- Theatrical release poster (1 of 4 used)
- Directed by: Irwin Allen
- Written by: Irwin Allen Charles Bennett
- Produced by: Irwin Allen
- Starring: Walter Pidgeon Joan Fontaine Barbara Eden Peter Lorre Robert Sterling Michael Ansara Frankie Avalon
- Cinematography: Winton Hoch
- Edited by: George Boemler
- Music by: Paul Sawtell and Bert Shefter
- Production company: Windsor Productions
- Distributed by: 20th Century Fox
- Release date: July 12, 1961;
- Running time: 105 min.
- Country: United States
- Language: English
- Budget: $1,580,000
- Box office: $7 million (US/Canada)

= Voyage to the Bottom of the Sea =

1961 science fiction film by Irwin Allen

Voyage to the Bottom of the Sea is a 1961 American science fiction disaster film, produced and directed by Irwin Allen, and starring Walter Pidgeon and Robert Sterling. The supporting cast includes Peter Lorre, Joan Fontaine, Barbara Eden, Michael Ansara, and Frankie Avalon. The film's storyline was written by Irwin Allen and Charles Bennett. The opening title credits theme song was sung by Avalon. The film was distributed by 20th Century Fox.

==Plot==
A state-of-the-art nuclear submarine, the Seaview, is on diving trials in the Arctic Ocean. Seaview is designed by scientist Admiral Harriman Nelson (USN-Ret). Captain Lee Crane is Seaview's Commanding Officer. The mission includes being out of radio contact for 96 hours while under the Arctic ice cap. The polar ice begins to crack and melt, with boulder-size pieces sinking into the ocean around the submerged submarine. Surfacing, they discover the sky is on fire. After rescuing scientist Miguel Alvarez and his dog at Ice Floe Delta, Seaview receives a radio message from Mission Director Inspector Bergan at the Bureau of Marine Exploration. While piercing the Van Allen radiation belt, a meteor shower set it on fire, resulting in an increase in the global temperature.

= = = = = = =

Short task 1: Write out the entries word for word, starting with the line that contains "of the front" and going on through the last line of the entries.
The text and the entries below it have no connection to each other.

[Raw records]
= = = = = = =

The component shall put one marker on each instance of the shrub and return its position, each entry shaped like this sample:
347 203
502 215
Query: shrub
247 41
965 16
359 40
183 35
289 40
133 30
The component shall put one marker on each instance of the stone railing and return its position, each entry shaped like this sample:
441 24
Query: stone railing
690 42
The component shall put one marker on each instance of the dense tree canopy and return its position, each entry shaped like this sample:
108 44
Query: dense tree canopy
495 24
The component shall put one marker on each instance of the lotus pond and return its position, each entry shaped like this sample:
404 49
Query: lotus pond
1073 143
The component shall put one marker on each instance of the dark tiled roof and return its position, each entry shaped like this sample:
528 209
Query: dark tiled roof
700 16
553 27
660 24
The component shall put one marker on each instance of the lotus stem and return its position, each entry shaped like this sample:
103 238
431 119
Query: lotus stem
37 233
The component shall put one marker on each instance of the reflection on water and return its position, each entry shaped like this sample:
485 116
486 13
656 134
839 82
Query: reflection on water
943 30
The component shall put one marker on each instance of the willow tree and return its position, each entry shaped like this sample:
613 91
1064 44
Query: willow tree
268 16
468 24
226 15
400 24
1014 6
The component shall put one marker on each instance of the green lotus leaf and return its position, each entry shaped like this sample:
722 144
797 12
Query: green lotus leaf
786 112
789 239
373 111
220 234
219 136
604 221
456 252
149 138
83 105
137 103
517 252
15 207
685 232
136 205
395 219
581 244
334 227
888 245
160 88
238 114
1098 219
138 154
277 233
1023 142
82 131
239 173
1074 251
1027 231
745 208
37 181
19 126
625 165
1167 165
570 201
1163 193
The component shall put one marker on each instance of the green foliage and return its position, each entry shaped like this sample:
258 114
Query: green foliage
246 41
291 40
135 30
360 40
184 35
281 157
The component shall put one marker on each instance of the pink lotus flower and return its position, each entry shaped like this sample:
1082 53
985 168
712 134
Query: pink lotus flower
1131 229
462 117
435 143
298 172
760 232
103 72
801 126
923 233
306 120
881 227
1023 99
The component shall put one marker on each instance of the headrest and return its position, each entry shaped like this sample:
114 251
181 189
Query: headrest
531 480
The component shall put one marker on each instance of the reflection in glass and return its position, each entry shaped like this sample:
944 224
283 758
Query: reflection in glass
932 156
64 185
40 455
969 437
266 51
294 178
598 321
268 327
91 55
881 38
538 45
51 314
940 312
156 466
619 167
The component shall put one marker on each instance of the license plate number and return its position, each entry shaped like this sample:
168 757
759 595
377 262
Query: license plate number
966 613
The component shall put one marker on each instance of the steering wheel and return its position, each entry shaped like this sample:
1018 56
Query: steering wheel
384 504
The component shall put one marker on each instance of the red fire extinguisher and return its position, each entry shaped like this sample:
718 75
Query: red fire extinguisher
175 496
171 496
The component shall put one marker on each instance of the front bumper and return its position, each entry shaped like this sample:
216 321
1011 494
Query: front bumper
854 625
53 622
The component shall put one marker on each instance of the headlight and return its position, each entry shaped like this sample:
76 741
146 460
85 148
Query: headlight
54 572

= = = = = = =

Short task 2:
Answer these questions using the text about Voyage to the Bottom of the Sea.
(a) Who wrote the music for the film?
(b) What is the name of the nuclear submarine?
(c) For how many hours does the mission keep the submarine out of radio contact?

Exercise answer 1:
The component shall put one marker on each instance of the front bumper and return its position, each entry shaped like this sample:
216 321
1011 494
Query: front bumper
854 625
53 622
The component shall put one marker on each instance of the headlight and return its position, each entry shaped like this sample:
76 741
146 460
85 148
Query: headlight
54 572

Exercise answer 2:
(a) Paul Sawtell and Bert Shefter
(b) The Seaview
(c) 96 hours